» PROBLEMS TO SOLVE:
#1 Print the part of the text on the Houde Company purchase starting with "Cooley engaged the" and going on through "of the plant.".
#2 For each statement below, state whether it agrees with the text on the Houde Company purchase, and quote the deciding words of the text. (a) Shultz returned from Europe on October 18, 1928. (b) Shultz received full payment for his stock at the closing. (c) Cooley settled the Scully claim by paying $100,000.
#3 Answer these questions from the text on the Houde Company purchase:
(a) What was the name of the new Delaware company that Sawyer incorporated?
(b) On what date did the closing of Cooley's purchase take place?
(c) Who signed the statement on behalf of the Bank on the duplicate receipt?

» TEXT SECTION:
= = = = =

Cooley engaged the services of the defendant Sawyer as attorney to represent him in the purchase. Sawyer was familiar with the Houde Company, having been earlier engaged by Eastman-Dillon in connection with the financing proposal made by them. Cooley was considering several plans for handling the purchase including a possible re-sale, operation of the company himself, the formation of a syndicate and possible public financing of all or part of the purchase. Sawyer incorporated a new Delaware company called Houdaille Corporation in connection with which Shultz executed an affidavit for the purpose of qualifying the company to do business in New York. Some of these plans involved a sale of a portion of the stock of this new company to Shultz. Tentative financing circulars were prepared. None of these plans materialized. Meanwhile Cooley assumed the management of the plant.

Shultz returned from Europe on October 18, 1928. He thought the company had been sold to General Motors. He was incensed at this because General Motors was a large competitor of Ford. After having been assured by the Bank that it had been sold to Cooley, he was apparently satisfied. The Scully brothers who were Houde stockholders were giving trouble with their contention that Shultz had had more stock issued to him than he was entitled to. This claim was settled by the payment by Cooley on Shultz’s account of $50,000. The closing of Cooley’s purchase took place on October 24, 1928. Prior thereto the stockholders had delivered their stock to the Bank in escrow. The stockholders were paid the respective amounts due them by Cooley’s personal checks certified by the Bank. Shultz delivered his stock also. He received only part payment for his stock, having previously agreed with Cooley to defer the balance upon an arrangement beneficial to both from a standpoint of interest on the payment deferred. The receipt which Shultz signed when he received his check recited that payment was being made “under the terms of an option dated September 26, 1928, given to Krauss & Company”. It referred to the $50,000 payment theretofore advanced by Cooley on Shultz’s account for settlement of the Scully claims and further “The balance is to be paid to me on demand, except that I may be permitted to take stock of a new corporation in payment of the balance”. A duplicate of this receipt was given to Shultz which contained a statement signed by Wurst on behalf of the Bank that “We undertake to see that payments are made to A. B. Shultz in accordance with the terms of the receipt, on demand”.

= = = = =

» DATASET SECTION:
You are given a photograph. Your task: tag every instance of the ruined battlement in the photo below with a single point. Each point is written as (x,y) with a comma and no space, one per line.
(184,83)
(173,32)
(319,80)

= = = = =

» ANSWERS:
#1
Cooley engaged the services of the defendant Sawyer as attorney to represent him in the purchase. Sawyer was familiar with the Houde Company, having been earlier engaged by Eastman-Dillon in connection with the financing proposal made by them. Cooley was considering several plans for handling the purchase including a possible re-sale, operation of the company himself, the formation of a syndicate and possible public financing of all or part of the purchase. Sawyer incorporated a new Delaware company called Houdaille Corporation in connection with which Shultz executed an affidavit for the purpose of qualifying the company to do business in New York. Some of these plans involved a sale of a portion of the stock of this new company to Shultz. Tentative financing circulars were prepared. None of these plans materialized. Meanwhile Cooley assumed the management of the plant.

#2
(a) Yes: "Shultz returned from Europe on October 18, 1928."
(b) No: "He received only part payment for his stock"
(c) No: "This claim was settled by the payment by Cooley on Shultz’s account of $50,000."

#3
(a) Houdaille Corporation
(b) October 24, 1928
(c) Wurst